The task: Reproduce verbatim the items below, from the line containing "target: orange stripe on flag" through the line containing "114 99 L 121", including both of those lines. Leave the pictures out of your answer.

Annotation records

----------------------------------------

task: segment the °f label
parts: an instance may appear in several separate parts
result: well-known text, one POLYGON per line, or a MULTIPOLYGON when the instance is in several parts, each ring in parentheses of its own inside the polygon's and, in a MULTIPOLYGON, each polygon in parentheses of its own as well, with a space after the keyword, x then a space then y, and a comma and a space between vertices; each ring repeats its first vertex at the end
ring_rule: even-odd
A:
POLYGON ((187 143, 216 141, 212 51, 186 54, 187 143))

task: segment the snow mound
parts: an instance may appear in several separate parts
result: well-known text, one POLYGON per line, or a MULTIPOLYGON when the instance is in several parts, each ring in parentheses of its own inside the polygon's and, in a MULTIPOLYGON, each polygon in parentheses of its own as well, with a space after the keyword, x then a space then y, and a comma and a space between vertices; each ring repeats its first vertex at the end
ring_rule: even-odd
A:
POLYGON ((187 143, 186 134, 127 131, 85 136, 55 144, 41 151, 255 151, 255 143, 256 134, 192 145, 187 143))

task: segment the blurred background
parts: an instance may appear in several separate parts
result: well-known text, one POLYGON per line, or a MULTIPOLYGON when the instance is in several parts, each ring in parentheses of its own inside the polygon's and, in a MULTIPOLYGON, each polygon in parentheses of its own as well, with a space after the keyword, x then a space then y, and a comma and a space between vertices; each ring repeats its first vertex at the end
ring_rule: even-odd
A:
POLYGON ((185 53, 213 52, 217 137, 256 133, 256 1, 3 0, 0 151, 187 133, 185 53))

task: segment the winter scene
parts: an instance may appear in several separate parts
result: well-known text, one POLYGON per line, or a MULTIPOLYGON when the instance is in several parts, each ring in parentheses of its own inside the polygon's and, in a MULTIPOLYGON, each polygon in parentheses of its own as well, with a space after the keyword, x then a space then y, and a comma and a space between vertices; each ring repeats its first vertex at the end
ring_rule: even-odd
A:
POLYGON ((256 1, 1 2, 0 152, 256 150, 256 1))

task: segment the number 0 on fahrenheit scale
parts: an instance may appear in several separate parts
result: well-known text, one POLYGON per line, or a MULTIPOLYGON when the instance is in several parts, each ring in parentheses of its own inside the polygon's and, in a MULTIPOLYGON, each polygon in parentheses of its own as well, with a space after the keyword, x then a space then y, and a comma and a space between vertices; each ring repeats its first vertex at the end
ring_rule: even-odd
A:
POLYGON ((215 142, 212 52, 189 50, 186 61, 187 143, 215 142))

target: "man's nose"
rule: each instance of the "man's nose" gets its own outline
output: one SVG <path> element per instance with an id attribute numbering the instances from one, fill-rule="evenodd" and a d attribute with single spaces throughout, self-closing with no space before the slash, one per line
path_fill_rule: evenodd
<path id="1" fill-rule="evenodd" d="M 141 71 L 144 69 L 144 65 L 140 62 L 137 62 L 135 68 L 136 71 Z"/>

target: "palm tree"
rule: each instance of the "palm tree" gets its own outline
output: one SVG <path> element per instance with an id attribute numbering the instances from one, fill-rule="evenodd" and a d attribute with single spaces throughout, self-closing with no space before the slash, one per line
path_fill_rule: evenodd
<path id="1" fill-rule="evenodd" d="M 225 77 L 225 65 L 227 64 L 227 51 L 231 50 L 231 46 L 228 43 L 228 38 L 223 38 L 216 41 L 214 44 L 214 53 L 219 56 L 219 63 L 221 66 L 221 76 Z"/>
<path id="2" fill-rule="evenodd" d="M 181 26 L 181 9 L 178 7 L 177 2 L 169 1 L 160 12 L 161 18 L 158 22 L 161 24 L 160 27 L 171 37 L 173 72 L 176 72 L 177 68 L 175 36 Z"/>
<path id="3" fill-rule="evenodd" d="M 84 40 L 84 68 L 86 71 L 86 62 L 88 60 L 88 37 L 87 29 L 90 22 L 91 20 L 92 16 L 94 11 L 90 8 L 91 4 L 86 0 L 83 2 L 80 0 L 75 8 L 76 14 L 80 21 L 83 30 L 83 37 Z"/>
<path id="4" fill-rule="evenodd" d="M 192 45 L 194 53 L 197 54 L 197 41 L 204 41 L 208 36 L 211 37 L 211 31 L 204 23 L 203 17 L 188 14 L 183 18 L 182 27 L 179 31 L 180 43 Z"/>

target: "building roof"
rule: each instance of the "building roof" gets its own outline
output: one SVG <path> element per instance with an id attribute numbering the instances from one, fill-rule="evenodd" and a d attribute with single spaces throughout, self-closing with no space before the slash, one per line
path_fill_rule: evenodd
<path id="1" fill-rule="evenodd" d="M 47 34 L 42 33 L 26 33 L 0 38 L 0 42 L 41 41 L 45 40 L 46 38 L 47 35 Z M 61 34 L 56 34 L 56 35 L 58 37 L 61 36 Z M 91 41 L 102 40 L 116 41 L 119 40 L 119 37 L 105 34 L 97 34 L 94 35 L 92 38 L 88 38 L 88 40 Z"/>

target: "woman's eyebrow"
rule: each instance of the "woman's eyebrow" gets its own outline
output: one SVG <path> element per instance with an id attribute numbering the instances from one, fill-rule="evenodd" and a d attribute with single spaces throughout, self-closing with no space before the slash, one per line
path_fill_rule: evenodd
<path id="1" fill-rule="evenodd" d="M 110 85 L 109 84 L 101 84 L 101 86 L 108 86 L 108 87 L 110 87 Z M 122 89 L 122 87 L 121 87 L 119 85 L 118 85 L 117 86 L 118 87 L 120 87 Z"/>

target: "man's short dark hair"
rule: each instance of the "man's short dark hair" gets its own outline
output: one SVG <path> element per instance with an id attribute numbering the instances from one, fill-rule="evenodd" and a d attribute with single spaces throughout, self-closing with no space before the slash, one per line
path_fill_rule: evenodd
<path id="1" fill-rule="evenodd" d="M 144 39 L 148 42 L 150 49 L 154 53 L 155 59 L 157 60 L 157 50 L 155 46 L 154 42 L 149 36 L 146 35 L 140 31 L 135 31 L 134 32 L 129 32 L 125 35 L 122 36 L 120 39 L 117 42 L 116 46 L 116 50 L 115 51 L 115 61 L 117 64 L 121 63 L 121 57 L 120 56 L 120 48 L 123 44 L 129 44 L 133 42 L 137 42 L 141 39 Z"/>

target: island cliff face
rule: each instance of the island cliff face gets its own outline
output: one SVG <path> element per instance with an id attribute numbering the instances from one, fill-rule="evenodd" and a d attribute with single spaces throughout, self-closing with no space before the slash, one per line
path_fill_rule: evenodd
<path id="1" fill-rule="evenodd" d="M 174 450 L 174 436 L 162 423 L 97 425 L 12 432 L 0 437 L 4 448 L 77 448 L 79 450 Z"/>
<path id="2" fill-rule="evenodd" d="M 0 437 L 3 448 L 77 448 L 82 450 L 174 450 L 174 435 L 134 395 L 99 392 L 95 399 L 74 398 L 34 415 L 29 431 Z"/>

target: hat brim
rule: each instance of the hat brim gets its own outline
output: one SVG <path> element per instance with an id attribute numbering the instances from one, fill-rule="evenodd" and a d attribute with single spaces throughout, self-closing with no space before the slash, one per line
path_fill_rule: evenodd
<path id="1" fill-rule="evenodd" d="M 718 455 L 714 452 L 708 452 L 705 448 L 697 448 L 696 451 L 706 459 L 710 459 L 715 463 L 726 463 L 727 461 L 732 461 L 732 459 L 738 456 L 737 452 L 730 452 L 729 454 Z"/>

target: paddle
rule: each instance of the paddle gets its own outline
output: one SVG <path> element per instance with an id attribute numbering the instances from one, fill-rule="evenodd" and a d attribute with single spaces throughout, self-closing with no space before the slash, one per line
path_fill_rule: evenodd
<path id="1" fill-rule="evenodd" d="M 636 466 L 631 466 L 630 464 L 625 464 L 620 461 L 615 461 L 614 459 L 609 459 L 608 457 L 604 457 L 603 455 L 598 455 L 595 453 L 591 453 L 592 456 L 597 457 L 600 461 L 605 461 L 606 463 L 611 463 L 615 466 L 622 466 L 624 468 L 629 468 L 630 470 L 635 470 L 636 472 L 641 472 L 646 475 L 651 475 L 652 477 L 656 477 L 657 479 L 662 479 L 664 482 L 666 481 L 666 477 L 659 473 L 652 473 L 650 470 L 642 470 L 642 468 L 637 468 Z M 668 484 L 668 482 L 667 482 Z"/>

----------------------------------------

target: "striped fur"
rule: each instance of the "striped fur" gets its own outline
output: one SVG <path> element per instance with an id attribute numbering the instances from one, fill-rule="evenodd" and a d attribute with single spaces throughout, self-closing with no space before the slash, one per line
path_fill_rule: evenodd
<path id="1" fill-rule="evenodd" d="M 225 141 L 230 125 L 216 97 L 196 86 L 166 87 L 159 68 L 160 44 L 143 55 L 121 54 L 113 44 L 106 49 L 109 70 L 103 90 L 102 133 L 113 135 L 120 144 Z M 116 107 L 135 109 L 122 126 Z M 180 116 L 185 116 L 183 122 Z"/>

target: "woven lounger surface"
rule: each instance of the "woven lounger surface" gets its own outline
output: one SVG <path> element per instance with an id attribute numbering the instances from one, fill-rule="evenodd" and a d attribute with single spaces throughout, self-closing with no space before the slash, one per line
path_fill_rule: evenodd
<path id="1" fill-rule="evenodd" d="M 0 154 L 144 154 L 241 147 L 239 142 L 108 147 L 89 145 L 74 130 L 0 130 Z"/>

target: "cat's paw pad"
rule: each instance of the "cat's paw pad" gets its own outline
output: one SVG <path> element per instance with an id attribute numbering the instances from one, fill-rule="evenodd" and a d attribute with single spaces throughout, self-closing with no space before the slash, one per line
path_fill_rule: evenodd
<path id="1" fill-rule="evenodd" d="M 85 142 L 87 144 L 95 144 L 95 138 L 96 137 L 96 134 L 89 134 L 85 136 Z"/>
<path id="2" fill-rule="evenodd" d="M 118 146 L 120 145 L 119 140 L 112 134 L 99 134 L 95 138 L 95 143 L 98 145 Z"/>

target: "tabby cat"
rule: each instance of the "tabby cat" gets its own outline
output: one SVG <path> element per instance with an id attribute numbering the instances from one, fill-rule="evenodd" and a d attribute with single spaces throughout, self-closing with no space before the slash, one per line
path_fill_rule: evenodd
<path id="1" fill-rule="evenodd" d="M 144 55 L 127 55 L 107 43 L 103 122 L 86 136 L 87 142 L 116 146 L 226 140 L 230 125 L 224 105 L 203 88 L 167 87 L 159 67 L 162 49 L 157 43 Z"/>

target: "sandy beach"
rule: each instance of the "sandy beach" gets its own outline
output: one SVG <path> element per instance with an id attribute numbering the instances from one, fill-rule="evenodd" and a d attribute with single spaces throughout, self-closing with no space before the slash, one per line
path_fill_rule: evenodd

----------------------------------------

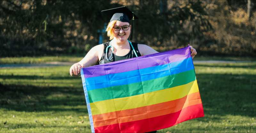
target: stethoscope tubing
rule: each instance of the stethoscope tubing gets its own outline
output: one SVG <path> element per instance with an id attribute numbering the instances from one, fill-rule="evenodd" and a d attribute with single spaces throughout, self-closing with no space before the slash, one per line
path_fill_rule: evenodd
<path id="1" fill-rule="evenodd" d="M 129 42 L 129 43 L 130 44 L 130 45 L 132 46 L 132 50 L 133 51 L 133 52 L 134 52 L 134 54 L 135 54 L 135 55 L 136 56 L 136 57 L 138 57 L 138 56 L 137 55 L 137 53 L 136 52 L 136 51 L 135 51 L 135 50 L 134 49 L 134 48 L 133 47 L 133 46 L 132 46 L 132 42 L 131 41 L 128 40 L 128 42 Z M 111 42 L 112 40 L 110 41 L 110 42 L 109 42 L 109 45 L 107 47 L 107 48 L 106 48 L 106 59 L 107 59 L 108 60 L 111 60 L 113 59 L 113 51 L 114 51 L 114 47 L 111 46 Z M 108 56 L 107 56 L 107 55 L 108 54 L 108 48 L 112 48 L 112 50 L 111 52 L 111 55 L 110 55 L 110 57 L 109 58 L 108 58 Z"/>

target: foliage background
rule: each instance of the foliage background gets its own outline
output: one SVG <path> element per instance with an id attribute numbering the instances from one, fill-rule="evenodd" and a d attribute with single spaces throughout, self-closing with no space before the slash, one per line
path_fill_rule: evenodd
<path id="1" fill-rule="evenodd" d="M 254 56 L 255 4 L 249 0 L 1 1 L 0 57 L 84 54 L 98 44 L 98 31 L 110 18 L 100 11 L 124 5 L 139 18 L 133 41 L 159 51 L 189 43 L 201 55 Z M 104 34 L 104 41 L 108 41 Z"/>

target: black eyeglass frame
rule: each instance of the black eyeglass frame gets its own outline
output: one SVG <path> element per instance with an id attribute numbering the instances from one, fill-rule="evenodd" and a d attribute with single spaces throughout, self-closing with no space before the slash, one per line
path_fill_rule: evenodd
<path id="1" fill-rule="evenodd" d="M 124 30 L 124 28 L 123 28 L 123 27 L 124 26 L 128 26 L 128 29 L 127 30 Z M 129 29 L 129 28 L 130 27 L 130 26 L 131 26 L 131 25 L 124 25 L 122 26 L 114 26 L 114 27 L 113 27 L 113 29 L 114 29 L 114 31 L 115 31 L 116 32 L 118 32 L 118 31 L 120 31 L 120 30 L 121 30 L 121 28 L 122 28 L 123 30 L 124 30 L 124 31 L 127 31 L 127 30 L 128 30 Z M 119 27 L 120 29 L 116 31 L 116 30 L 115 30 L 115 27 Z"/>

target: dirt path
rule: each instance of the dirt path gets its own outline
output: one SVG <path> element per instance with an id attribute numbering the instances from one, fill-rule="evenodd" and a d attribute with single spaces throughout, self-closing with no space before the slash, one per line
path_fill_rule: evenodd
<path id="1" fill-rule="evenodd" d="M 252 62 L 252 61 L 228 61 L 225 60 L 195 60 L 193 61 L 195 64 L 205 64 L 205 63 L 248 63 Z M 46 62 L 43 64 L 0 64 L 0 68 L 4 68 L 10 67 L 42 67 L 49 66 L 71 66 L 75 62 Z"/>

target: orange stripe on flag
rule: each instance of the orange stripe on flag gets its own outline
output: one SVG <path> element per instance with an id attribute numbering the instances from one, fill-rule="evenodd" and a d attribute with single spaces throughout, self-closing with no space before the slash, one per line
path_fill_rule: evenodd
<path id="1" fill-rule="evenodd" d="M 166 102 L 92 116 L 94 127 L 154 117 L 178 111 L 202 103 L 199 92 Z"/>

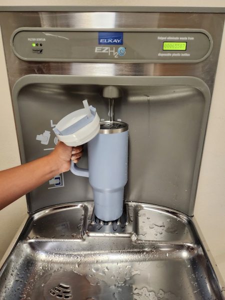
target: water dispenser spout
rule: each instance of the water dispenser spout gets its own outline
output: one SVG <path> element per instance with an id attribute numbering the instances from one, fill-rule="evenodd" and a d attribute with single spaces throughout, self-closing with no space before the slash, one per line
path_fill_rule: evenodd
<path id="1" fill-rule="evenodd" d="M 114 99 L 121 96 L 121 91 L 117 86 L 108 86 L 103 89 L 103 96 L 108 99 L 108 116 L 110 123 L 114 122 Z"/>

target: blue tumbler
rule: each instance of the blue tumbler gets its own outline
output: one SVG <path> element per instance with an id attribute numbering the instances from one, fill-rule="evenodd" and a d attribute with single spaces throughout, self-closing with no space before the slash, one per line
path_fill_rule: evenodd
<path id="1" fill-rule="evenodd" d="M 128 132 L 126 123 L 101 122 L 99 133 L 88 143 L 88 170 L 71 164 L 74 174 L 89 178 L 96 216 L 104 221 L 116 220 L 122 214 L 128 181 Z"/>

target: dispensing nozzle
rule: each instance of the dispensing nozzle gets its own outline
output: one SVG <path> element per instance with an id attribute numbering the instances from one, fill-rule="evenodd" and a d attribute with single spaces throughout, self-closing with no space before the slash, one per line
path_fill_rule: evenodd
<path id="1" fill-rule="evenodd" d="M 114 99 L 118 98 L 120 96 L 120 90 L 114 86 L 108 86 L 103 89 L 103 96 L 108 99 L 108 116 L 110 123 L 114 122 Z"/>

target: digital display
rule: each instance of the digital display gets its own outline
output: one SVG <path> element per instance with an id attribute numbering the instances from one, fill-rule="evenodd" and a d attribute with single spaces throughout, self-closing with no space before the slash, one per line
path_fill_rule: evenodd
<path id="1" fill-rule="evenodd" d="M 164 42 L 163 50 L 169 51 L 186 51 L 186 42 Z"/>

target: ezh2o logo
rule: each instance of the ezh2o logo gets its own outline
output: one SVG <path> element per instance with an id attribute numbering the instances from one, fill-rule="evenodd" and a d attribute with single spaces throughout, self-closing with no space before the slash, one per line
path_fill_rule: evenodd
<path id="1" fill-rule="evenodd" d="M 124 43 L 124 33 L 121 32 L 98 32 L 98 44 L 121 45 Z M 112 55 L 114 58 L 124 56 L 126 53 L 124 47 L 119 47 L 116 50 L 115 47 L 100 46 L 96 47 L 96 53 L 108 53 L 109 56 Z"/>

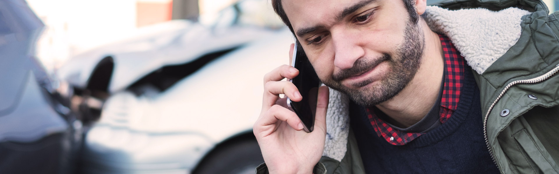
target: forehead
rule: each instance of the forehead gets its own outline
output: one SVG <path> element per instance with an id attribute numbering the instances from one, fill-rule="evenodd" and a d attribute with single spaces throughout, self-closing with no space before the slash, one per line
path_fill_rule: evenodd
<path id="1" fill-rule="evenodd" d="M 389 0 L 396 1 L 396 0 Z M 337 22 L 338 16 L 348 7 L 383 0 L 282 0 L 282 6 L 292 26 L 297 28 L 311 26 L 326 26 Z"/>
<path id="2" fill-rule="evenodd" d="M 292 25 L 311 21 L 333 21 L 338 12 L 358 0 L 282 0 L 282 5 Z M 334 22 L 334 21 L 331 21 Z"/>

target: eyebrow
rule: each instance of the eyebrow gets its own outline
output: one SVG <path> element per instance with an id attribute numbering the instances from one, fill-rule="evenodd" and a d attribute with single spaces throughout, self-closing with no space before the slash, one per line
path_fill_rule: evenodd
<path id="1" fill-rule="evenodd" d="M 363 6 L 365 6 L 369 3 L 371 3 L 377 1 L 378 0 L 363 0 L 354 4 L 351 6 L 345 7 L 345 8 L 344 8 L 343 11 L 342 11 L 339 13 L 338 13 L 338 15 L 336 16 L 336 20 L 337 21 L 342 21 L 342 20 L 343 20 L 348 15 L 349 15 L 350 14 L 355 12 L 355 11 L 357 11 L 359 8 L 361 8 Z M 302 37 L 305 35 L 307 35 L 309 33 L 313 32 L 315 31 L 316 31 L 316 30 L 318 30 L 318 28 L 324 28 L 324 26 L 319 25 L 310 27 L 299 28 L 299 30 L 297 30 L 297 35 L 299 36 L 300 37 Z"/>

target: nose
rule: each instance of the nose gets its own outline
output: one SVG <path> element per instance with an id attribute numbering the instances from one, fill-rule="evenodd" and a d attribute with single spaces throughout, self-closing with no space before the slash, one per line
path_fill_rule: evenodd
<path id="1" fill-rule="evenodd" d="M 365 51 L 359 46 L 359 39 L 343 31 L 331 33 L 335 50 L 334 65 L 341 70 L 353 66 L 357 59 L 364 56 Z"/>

----------------------------------------

Output for this exercise:
target: orange stripe on flag
rule: each instance of the orange stripe on flag gets its own outline
output: one SVG <path> element per instance with an id attribute numbering the instances from one, fill-rule="evenodd" and a d attribute with single spaces throughout, self-closing with no space before the slash, one per line
path_fill_rule: evenodd
<path id="1" fill-rule="evenodd" d="M 166 102 L 92 116 L 94 127 L 154 117 L 178 111 L 202 103 L 199 92 Z"/>

target: water dispenser spout
rule: each instance of the water dispenser spout gets its own outline
output: one SVG <path> element per instance with an id attribute numbering the instances from one, fill-rule="evenodd" and a d attribute with single spaces throughout, self-closing with no space before the slash, one per line
path_fill_rule: evenodd
<path id="1" fill-rule="evenodd" d="M 114 99 L 121 96 L 121 91 L 117 86 L 108 86 L 103 89 L 103 96 L 108 99 L 108 116 L 110 123 L 114 122 Z"/>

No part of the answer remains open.